**Instructions to follow:** Can you render every line of the records below as a Markdown table with the columns "Row" and "Text", numbering the rows and skipping blank lines? Leave the pictures out of the table.

**Data entries:**
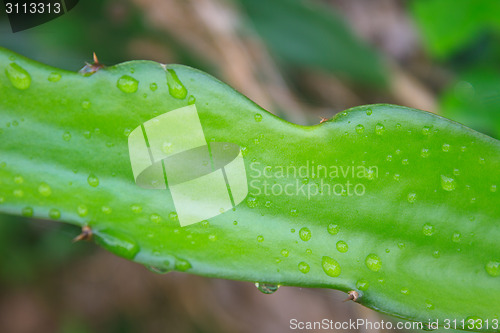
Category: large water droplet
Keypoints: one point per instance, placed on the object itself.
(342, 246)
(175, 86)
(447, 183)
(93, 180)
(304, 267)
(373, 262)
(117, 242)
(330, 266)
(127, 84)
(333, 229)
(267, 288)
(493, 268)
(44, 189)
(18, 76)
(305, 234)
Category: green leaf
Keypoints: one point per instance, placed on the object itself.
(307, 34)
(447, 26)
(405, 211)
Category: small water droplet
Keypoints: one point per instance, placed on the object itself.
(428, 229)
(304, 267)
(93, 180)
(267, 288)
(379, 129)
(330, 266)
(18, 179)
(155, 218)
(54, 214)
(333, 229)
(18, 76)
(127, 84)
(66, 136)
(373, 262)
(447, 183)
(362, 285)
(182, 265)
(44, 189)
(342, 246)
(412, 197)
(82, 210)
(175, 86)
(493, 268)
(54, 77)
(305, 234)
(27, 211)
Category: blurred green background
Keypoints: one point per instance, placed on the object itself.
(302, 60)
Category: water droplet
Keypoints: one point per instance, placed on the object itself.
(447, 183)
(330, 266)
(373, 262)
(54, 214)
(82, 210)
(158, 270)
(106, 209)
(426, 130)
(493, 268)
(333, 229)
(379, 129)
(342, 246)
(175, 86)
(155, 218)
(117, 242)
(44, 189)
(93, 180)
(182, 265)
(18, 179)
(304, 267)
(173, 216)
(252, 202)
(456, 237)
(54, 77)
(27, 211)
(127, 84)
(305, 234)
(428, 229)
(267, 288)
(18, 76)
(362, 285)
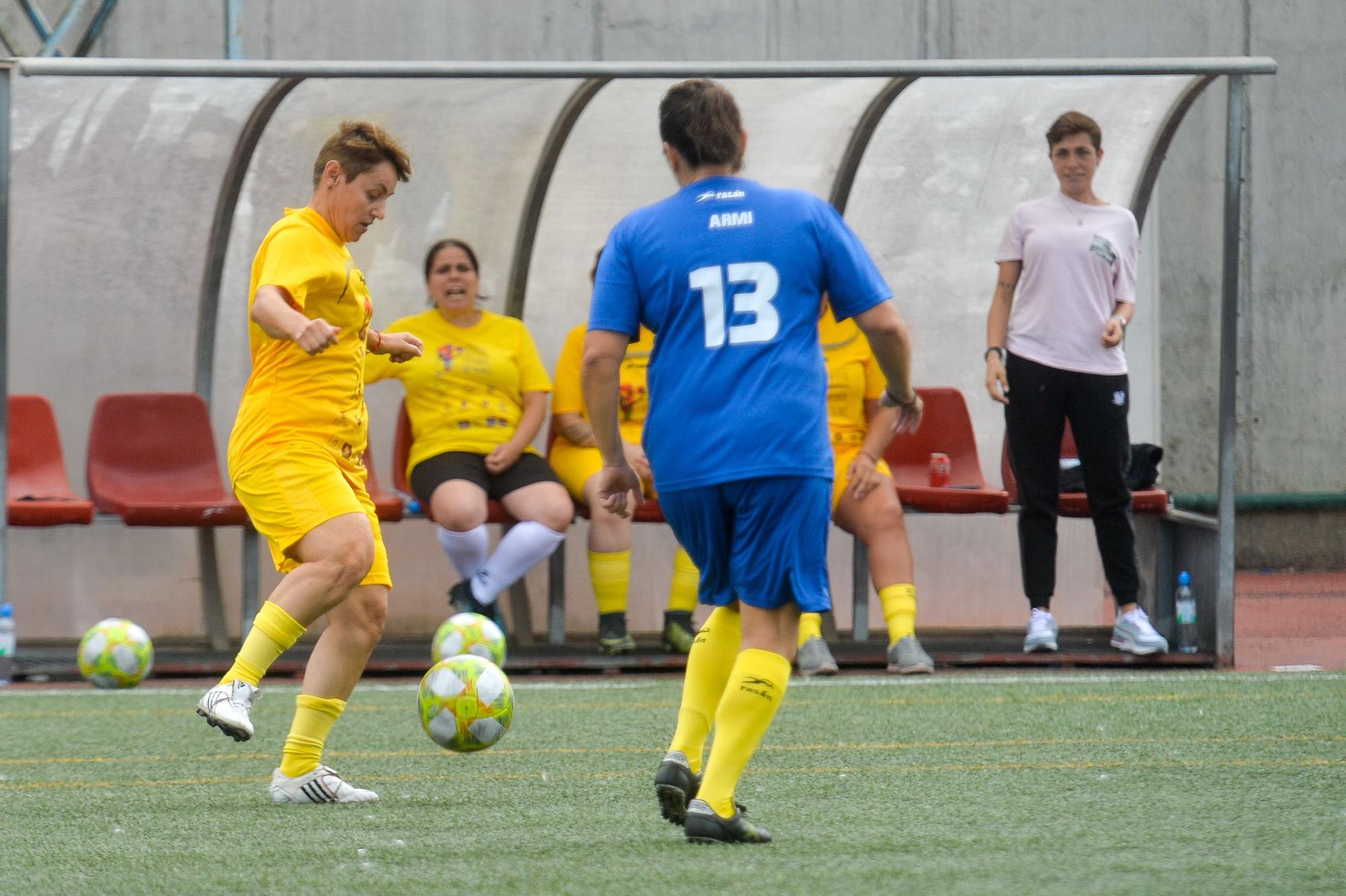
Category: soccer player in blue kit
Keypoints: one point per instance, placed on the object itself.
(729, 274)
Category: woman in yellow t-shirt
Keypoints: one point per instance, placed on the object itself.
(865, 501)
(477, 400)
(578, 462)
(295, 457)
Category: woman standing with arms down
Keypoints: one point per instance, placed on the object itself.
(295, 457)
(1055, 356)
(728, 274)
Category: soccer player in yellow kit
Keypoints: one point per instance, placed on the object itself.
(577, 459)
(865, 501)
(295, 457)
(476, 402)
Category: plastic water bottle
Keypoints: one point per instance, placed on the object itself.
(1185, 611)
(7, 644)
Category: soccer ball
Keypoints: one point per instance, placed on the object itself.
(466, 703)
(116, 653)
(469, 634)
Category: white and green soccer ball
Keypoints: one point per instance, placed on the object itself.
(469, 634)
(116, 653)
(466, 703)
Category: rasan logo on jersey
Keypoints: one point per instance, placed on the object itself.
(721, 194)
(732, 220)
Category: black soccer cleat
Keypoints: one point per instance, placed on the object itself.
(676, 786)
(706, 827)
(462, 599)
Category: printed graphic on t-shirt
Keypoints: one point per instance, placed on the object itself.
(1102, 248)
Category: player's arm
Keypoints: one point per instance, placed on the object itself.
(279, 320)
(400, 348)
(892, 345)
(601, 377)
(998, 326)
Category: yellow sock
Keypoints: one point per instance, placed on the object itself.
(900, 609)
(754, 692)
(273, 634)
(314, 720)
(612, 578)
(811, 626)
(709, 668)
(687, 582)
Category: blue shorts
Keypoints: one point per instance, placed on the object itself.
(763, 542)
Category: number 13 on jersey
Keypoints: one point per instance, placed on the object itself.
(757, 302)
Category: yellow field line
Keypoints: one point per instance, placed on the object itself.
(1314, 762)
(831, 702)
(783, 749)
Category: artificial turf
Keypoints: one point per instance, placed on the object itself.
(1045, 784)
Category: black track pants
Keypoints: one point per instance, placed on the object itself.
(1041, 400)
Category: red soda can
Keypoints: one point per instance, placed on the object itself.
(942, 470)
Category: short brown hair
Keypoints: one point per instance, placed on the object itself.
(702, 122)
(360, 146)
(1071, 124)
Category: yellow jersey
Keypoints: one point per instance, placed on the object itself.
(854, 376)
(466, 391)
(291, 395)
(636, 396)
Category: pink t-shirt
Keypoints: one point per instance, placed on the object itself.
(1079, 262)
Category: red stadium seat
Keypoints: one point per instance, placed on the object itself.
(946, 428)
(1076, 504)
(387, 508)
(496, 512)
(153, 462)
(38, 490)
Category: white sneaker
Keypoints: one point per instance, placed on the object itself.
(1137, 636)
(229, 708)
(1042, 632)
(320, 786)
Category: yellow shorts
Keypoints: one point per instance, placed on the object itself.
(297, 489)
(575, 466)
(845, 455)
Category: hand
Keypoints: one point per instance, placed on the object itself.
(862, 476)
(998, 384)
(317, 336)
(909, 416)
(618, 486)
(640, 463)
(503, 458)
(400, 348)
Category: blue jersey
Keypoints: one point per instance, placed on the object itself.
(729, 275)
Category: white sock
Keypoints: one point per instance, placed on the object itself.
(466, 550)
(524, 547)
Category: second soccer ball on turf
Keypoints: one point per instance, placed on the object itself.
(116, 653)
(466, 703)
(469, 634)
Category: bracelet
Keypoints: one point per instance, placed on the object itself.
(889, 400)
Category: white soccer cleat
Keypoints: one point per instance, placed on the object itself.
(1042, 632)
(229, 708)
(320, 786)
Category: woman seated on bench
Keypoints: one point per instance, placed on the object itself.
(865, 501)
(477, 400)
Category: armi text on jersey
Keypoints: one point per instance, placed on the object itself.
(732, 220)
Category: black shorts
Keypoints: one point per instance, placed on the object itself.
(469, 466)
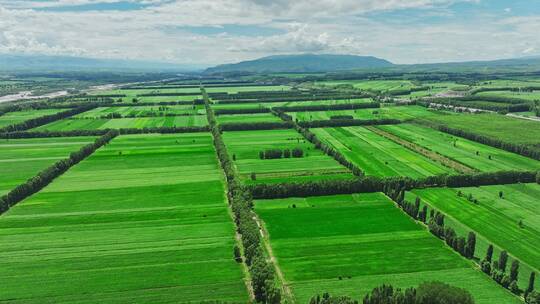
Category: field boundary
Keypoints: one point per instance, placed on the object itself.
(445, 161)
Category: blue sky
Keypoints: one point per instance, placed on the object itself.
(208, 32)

**Finished answer:**
| Row | Text |
|---|---|
| 1 | Category: large water droplet |
| 2 | Keypoints: one point per instance, placed on the object itself. |
| 3 | (342, 246) |
| 4 | (175, 86) |
| 5 | (447, 183) |
| 6 | (93, 180) |
| 7 | (304, 267) |
| 8 | (373, 262) |
| 9 | (117, 242) |
| 10 | (330, 266) |
| 11 | (127, 84) |
| 12 | (333, 229) |
| 13 | (267, 288) |
| 14 | (493, 268) |
| 15 | (44, 189) |
| 16 | (18, 76) |
| 17 | (305, 234) |
| 18 | Category: green leaf |
| 19 | Keypoints: one point per instance, placed on the object itself. |
| 20 | (307, 34) |
| 21 | (447, 26) |
| 22 | (405, 211) |
| 23 | Category: small water droplet |
| 24 | Keypoints: one point per instance, placed on the object itself. |
| 25 | (428, 229) |
| 26 | (304, 267) |
| 27 | (93, 180) |
| 28 | (267, 288) |
| 29 | (379, 129) |
| 30 | (330, 266) |
| 31 | (18, 179) |
| 32 | (155, 218) |
| 33 | (54, 214) |
| 34 | (333, 229) |
| 35 | (18, 76) |
| 36 | (127, 84) |
| 37 | (66, 136) |
| 38 | (373, 262) |
| 39 | (447, 183) |
| 40 | (362, 285) |
| 41 | (182, 265) |
| 42 | (44, 189) |
| 43 | (342, 246) |
| 44 | (412, 197) |
| 45 | (82, 210) |
| 46 | (175, 86) |
| 47 | (493, 268) |
| 48 | (54, 77) |
| 49 | (305, 234) |
| 50 | (27, 211) |
| 51 | Category: blurred green background |
| 52 | Keypoints: one point per instance, placed on the object itself. |
| 53 | (302, 60) |
| 54 | Category: water droplet |
| 55 | Keypoints: one point per instance, placed on the object itself. |
| 56 | (447, 183) |
| 57 | (330, 266) |
| 58 | (373, 262) |
| 59 | (54, 214) |
| 60 | (82, 210) |
| 61 | (158, 270) |
| 62 | (106, 209) |
| 63 | (426, 130) |
| 64 | (493, 268) |
| 65 | (333, 229) |
| 66 | (379, 129) |
| 67 | (342, 246) |
| 68 | (175, 86) |
| 69 | (155, 218) |
| 70 | (117, 242) |
| 71 | (44, 189) |
| 72 | (93, 180) |
| 73 | (182, 265) |
| 74 | (18, 179) |
| 75 | (304, 267) |
| 76 | (173, 216) |
| 77 | (252, 202) |
| 78 | (456, 237) |
| 79 | (54, 77) |
| 80 | (27, 211) |
| 81 | (127, 84) |
| 82 | (305, 234) |
| 83 | (428, 229) |
| 84 | (267, 288) |
| 85 | (18, 76) |
| 86 | (362, 285) |
| 87 | Category: soccer player in blue kit |
| 88 | Keypoints: one point per instance, placed on the object itself. |
| 89 | (729, 274) |
| 90 | Category: woman in yellow t-shirt |
| 91 | Keypoints: one point per instance, placed on the object itself. |
| 92 | (865, 501) |
| 93 | (477, 400) |
| 94 | (578, 462) |
| 95 | (295, 457) |
| 96 | Category: woman standing with arms down |
| 97 | Keypoints: one point per instance, placed on the object itself. |
| 98 | (295, 457) |
| 99 | (1055, 356) |
| 100 | (728, 274) |
| 101 | Category: soccer player in yellow kit |
| 102 | Keypoints: one point per instance, placed on the object itself. |
| 103 | (577, 459) |
| 104 | (865, 501) |
| 105 | (295, 457) |
| 106 | (476, 402) |
| 107 | Category: plastic water bottle |
| 108 | Keypoints: one point per instance, placed on the object itself. |
| 109 | (1185, 611) |
| 110 | (7, 644) |
| 111 | Category: soccer ball |
| 112 | Keypoints: one point per instance, placed on the object itself. |
| 113 | (466, 703) |
| 114 | (116, 653) |
| 115 | (469, 634) |
| 116 | Category: white and green soccer ball |
| 117 | Keypoints: one point per instance, placed on the object itself. |
| 118 | (469, 634) |
| 119 | (116, 653) |
| 120 | (466, 703) |
| 121 | Category: rasan logo on jersey |
| 122 | Keypoints: one point per instance, placed on the object itself. |
| 123 | (721, 194) |
| 124 | (732, 220) |
| 125 | Category: black soccer cleat |
| 126 | Keypoints: one point per instance, placed on the object itself. |
| 127 | (676, 786) |
| 128 | (706, 827) |
| 129 | (462, 599) |
| 130 | Category: printed graphic on t-shirt |
| 131 | Keypoints: one point per instance, placed on the object itself. |
| 132 | (1102, 248) |
| 133 | Category: player's arm |
| 134 | Keypoints: one point per instance, placed on the object itself. |
| 135 | (279, 320) |
| 136 | (400, 348) |
| 137 | (892, 345) |
| 138 | (601, 377) |
| 139 | (998, 326) |
| 140 | Category: yellow sock |
| 141 | Keypoints: one point per instance, placed on the object itself. |
| 142 | (900, 609) |
| 143 | (754, 692) |
| 144 | (273, 634) |
| 145 | (314, 720) |
| 146 | (612, 578) |
| 147 | (811, 626) |
| 148 | (709, 668) |
| 149 | (687, 582) |
| 150 | Category: blue shorts |
| 151 | Keypoints: one point per instance, placed on the object itself. |
| 152 | (763, 542) |
| 153 | Category: number 13 on jersey |
| 154 | Keypoints: one point per instance, placed on the object itself. |
| 155 | (757, 302) |
| 156 | Category: yellow field line |
| 157 | Keypoints: one point per instance, placed on the object itself. |
| 158 | (1314, 762) |
| 159 | (831, 702) |
| 160 | (783, 749) |
| 161 | Category: artificial turf |
| 162 | Keypoints: one point per instance, placed on the object itself. |
| 163 | (1045, 784) |
| 164 | Category: black track pants |
| 165 | Keypoints: one point per instance, placed on the object itself. |
| 166 | (1041, 400) |
| 167 | Category: red soda can |
| 168 | Keypoints: one point per instance, placed on the object itself. |
| 169 | (942, 470) |
| 170 | Category: short brown hair |
| 171 | Keypoints: one point per instance, placed on the object itself. |
| 172 | (702, 122) |
| 173 | (360, 146) |
| 174 | (1071, 124) |
| 175 | Category: yellow jersey |
| 176 | Keypoints: one point per instance, placed on the object itself. |
| 177 | (854, 376) |
| 178 | (466, 391) |
| 179 | (291, 395) |
| 180 | (636, 396) |
| 181 | Category: pink t-shirt |
| 182 | Keypoints: one point per instance, placed on the object itself. |
| 183 | (1079, 262) |
| 184 | Category: red stadium seat |
| 185 | Keypoints: one point per instance, placed on the object itself. |
| 186 | (946, 428) |
| 187 | (1076, 504) |
| 188 | (387, 508) |
| 189 | (496, 512) |
| 190 | (153, 462) |
| 191 | (38, 490) |
| 192 | Category: white sneaker |
| 193 | Keypoints: one point per instance, placed on the object itself. |
| 194 | (1137, 636) |
| 195 | (229, 708) |
| 196 | (1042, 632) |
| 197 | (320, 786) |
| 198 | Category: yellow shorts |
| 199 | Keypoints: one point per instance, placed on the object itself. |
| 200 | (297, 489) |
| 201 | (575, 466) |
| 202 | (845, 455) |
| 203 | Category: hand |
| 204 | Keypoints: one point per instance, placed on the object itself. |
| 205 | (862, 476) |
| 206 | (998, 384) |
| 207 | (317, 336) |
| 208 | (909, 416) |
| 209 | (618, 486) |
| 210 | (640, 463) |
| 211 | (503, 458) |
| 212 | (400, 348) |
| 213 | Category: blue jersey |
| 214 | Keypoints: one point per instance, placed on the object itself. |
| 215 | (729, 275) |
| 216 | Category: white sock |
| 217 | Keypoints: one point per instance, placed on the object itself. |
| 218 | (466, 550) |
| 219 | (524, 547) |
| 220 | Category: second soccer ball on turf |
| 221 | Keypoints: one point per instance, placed on the object itself. |
| 222 | (116, 653) |
| 223 | (466, 703) |
| 224 | (469, 634) |
| 225 | Category: bracelet |
| 226 | Keypoints: one point per instance, placed on the object itself. |
| 227 | (889, 400) |
| 228 | Category: white soccer cleat |
| 229 | Keypoints: one point per instance, placed on the object itself. |
| 230 | (1042, 632) |
| 231 | (229, 708) |
| 232 | (320, 786) |
| 233 | Category: woman seated on bench |
| 234 | Keypoints: one point per instance, placed on the object itself. |
| 235 | (865, 501) |
| 236 | (477, 400) |
| 237 | Category: armi text on jersey |
| 238 | Keypoints: one point per instance, placed on the object itself. |
| 239 | (732, 220) |
| 240 | Category: black shorts |
| 241 | Keypoints: one point per instance, placed on the object itself. |
| 242 | (469, 466) |
| 243 | Category: field boundary |
| 244 | Keypoints: one point per instance, placed on the object itself. |
| 245 | (445, 161) |
| 246 | Category: blue sky |
| 247 | Keypoints: one point per instance, placed on the object itself. |
| 248 | (208, 32) |